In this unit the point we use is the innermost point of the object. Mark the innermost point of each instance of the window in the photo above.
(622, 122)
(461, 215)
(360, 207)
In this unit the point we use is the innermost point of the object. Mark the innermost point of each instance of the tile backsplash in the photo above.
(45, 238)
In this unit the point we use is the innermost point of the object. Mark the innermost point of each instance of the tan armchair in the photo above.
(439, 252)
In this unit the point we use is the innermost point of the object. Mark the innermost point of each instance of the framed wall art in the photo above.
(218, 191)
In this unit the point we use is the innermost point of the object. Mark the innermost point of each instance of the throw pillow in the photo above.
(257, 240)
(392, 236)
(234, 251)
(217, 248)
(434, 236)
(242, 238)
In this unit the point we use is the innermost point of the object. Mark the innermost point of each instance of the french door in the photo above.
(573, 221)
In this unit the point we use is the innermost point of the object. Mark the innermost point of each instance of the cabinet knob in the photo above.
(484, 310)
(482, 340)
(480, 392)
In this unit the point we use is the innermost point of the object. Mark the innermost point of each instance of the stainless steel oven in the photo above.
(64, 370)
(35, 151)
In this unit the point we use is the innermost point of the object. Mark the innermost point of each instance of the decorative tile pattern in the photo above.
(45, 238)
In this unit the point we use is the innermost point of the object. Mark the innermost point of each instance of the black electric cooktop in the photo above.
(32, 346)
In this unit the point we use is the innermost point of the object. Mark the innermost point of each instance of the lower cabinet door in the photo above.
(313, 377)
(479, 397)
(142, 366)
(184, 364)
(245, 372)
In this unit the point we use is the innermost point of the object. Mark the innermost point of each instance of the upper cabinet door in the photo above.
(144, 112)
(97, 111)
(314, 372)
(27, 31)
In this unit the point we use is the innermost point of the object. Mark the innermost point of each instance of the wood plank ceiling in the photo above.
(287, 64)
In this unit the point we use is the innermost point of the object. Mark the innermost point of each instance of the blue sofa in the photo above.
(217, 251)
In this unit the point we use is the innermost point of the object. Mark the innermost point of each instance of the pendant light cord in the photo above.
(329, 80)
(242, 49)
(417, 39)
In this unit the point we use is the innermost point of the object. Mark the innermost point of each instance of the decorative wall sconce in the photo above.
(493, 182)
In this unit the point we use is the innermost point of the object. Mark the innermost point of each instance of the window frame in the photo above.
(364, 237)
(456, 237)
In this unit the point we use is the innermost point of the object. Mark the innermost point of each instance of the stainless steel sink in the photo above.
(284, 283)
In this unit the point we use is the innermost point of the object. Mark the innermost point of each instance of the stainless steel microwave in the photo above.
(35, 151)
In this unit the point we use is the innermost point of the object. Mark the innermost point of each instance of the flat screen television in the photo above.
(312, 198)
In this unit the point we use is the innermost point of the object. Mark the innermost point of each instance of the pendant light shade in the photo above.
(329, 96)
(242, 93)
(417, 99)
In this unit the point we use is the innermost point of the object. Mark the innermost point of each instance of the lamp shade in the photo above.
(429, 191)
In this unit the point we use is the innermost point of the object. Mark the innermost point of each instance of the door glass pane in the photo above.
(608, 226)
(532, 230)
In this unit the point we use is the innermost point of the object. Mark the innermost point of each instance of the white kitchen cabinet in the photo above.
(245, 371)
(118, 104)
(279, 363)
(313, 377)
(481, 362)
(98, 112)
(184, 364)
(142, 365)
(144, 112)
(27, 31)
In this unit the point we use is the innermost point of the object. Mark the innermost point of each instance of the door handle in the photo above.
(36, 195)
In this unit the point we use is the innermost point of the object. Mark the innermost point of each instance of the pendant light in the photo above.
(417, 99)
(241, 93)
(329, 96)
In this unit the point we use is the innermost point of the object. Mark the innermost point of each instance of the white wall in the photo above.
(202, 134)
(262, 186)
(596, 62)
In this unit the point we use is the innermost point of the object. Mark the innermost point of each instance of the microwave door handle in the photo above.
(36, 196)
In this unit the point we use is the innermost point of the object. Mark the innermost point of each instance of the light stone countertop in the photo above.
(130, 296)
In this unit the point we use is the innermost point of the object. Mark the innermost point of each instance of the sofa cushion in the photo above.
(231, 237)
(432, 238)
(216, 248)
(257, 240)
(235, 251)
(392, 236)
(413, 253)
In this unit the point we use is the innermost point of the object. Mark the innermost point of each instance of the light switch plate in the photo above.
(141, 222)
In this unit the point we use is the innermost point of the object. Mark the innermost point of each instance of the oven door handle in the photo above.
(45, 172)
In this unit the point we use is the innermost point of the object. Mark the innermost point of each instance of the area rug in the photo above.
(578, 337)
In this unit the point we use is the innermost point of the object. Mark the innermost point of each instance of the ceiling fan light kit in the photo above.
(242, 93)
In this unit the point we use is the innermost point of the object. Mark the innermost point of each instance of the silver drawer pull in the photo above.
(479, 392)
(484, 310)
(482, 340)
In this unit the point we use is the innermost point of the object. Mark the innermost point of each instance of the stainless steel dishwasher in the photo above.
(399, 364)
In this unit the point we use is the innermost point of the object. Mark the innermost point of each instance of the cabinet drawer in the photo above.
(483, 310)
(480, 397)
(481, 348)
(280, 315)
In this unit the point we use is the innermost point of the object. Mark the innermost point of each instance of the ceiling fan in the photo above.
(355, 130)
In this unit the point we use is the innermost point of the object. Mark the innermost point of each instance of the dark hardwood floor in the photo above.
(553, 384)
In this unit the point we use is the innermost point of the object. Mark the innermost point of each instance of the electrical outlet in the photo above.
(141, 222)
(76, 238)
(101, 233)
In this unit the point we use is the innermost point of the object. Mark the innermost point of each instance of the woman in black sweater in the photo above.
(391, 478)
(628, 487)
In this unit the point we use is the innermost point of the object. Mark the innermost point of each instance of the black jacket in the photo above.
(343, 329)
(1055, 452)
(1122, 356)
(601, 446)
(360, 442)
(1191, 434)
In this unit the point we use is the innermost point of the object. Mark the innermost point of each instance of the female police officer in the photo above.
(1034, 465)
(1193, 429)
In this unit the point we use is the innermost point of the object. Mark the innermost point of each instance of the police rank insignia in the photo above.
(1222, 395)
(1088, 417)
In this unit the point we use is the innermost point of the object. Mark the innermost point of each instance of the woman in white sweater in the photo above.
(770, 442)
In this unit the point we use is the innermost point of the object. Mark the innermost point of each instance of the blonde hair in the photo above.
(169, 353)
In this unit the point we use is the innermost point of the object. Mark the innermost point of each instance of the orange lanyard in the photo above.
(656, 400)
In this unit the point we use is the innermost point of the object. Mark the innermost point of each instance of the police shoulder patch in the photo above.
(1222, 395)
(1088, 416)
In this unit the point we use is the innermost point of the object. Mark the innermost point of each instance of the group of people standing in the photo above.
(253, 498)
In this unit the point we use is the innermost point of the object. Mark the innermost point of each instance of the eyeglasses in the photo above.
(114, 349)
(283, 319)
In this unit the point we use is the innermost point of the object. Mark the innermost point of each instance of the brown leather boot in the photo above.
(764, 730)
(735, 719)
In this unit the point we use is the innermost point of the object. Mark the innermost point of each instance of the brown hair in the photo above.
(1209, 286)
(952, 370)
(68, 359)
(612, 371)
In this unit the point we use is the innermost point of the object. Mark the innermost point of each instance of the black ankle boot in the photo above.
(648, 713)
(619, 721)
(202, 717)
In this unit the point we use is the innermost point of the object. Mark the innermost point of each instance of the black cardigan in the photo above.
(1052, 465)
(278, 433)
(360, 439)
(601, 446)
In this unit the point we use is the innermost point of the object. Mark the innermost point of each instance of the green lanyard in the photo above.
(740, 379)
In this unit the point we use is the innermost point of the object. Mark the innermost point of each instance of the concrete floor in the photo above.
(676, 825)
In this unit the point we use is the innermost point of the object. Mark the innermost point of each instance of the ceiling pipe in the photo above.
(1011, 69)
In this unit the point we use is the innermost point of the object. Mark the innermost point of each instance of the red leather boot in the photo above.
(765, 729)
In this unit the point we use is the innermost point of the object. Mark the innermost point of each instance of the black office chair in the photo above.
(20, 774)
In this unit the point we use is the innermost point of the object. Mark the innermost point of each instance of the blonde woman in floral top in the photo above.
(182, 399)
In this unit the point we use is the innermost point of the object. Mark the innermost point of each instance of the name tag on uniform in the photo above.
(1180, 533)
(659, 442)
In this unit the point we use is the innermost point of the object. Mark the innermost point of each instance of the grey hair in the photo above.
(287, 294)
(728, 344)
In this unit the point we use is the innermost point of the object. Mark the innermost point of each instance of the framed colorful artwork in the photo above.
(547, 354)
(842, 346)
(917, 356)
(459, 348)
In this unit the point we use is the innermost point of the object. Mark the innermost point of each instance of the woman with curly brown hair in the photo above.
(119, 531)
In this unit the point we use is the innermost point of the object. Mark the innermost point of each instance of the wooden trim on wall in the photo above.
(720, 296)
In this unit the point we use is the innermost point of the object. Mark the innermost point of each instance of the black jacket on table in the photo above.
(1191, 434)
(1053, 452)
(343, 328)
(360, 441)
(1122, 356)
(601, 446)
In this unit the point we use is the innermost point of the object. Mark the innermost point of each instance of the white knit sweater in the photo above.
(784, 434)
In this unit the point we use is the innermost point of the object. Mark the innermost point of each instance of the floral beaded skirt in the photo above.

········

Restate word for word the lines from the one holding "on wall in the photo above." to the end of the listing, both ends included, and nothing more.

__ANSWER IN FULL__:
In this unit the point we use is the innermost point of the object. Mark the innermost point of each instance of the wooden trim on wall in the photo above.
(720, 296)
In this unit the point we use is the innermost point of the object. Mark the innermost point of each instance of the black jacket on table in the photo above.
(1191, 434)
(1053, 452)
(343, 328)
(360, 441)
(1122, 356)
(601, 446)
In this unit the point we use is the innermost point of the object. Mark the innermost point of each instance of the white knit sweater in the photo above.
(784, 434)
In this unit the point we use is the innermost point of the object. Mark the innermost point of each instance of the floral beaded skirt in the photo above.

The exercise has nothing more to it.